(Entries on locating named things)
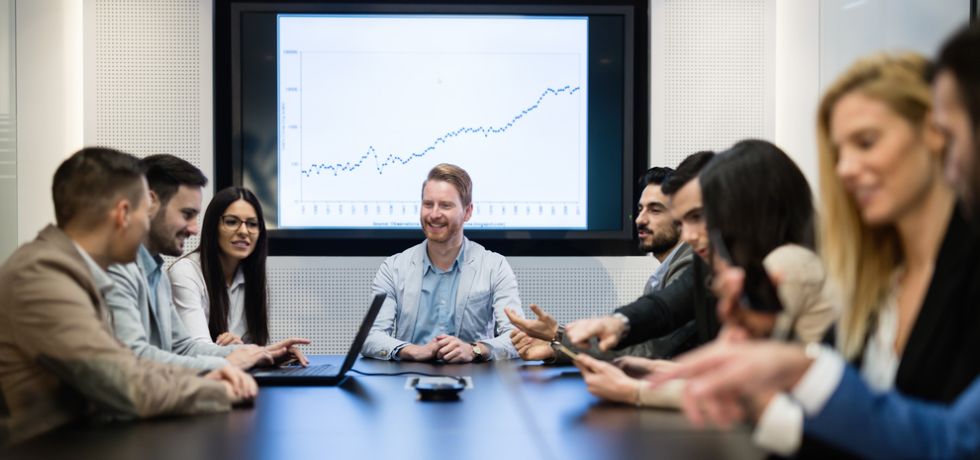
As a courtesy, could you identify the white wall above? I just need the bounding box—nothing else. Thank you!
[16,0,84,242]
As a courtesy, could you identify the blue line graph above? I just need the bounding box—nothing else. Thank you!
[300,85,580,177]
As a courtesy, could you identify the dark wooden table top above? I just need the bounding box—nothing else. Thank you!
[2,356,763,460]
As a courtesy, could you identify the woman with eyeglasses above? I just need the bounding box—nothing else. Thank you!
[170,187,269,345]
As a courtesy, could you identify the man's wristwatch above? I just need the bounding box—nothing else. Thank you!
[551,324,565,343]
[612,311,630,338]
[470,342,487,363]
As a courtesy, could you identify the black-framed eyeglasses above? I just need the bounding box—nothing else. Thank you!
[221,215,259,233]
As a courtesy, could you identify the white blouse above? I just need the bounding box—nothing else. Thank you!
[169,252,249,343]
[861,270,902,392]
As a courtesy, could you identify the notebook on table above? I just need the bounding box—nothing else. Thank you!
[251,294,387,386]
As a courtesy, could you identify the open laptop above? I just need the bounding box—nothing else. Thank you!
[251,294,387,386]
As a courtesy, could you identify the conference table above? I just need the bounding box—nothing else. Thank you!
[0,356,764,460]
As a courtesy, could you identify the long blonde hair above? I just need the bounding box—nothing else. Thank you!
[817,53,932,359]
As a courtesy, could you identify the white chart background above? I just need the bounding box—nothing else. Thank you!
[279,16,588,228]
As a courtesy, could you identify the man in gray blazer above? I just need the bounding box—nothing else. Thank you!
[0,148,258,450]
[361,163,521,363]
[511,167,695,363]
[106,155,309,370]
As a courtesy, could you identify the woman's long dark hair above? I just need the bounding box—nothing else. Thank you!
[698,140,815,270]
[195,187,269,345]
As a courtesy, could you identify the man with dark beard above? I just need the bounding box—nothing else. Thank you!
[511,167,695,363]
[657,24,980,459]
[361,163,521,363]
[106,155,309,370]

--

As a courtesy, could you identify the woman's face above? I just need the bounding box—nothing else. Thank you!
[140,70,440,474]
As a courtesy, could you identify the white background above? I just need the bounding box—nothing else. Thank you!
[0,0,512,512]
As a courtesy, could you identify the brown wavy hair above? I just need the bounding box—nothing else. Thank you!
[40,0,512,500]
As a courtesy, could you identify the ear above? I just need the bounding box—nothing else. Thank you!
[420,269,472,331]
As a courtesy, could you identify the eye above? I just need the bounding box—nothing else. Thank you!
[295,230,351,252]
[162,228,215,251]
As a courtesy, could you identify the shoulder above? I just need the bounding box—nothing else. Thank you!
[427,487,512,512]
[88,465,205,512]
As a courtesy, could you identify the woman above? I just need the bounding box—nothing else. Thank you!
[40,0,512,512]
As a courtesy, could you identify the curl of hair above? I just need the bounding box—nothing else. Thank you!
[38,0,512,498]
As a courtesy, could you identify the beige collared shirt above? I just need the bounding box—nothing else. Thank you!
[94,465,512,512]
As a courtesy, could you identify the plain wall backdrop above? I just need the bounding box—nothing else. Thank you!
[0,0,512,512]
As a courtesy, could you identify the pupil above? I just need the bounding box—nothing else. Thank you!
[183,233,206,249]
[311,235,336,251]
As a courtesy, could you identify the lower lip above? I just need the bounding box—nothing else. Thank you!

--

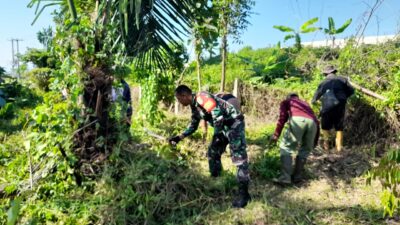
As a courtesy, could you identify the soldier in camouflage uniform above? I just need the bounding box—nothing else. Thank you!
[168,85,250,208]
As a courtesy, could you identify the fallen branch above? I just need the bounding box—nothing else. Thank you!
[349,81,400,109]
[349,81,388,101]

▶ SET PROBLEM
Repeat word for word the rows from the line containing "As a courtesy, could you identify the woman's face" through the line containing "[311,235,336,251]", including both of those lines.

▶ TASK ANSWER
As a courtesy, could you identify the woman's face above? I just need the bounding box—nothing else. Thank you!
[140,70,440,474]
As a courtesy, could you identify the white background above? I just need the bounding box—nothing else. Thank you!
[0,0,512,512]
As a courtesy, could you identify the brown wavy hair above? I just need the bounding box—nothing else. Thank you!
[40,0,512,500]
As a courtesy, could you identify the ear above? I just need the bounding box—nothing else. Thank you!
[420,269,472,331]
As a courtesy, could you identify the eye above? I just need the bounding box—nothing else. Thank you!
[295,230,351,252]
[162,228,215,251]
As a courtesy, could you identify the shoulder above? I just need the bounding box—nothing else. Thank you!
[427,487,512,512]
[88,465,205,512]
As a courtesy, could you identify the woman above? I just need the bounding box—nothing else. Thank you!
[40,0,512,512]
As a courtesy, could you identify the curl of hair above? I just need the bounding box—nothing else. Thank you!
[38,0,512,498]
As a courtesy, could you identify the beige collared shirt above? I just need the bounding box—nothing else. Thank you!
[94,465,512,512]
As a courtesy, could you identify the plain wall backdrop above? I just need the bounding box—nothing else. Thank you!
[0,0,512,512]
As a courtesy, could you identify the pupil above? I just need the bounding box—nothing else. Thank you!
[183,233,206,249]
[311,235,336,251]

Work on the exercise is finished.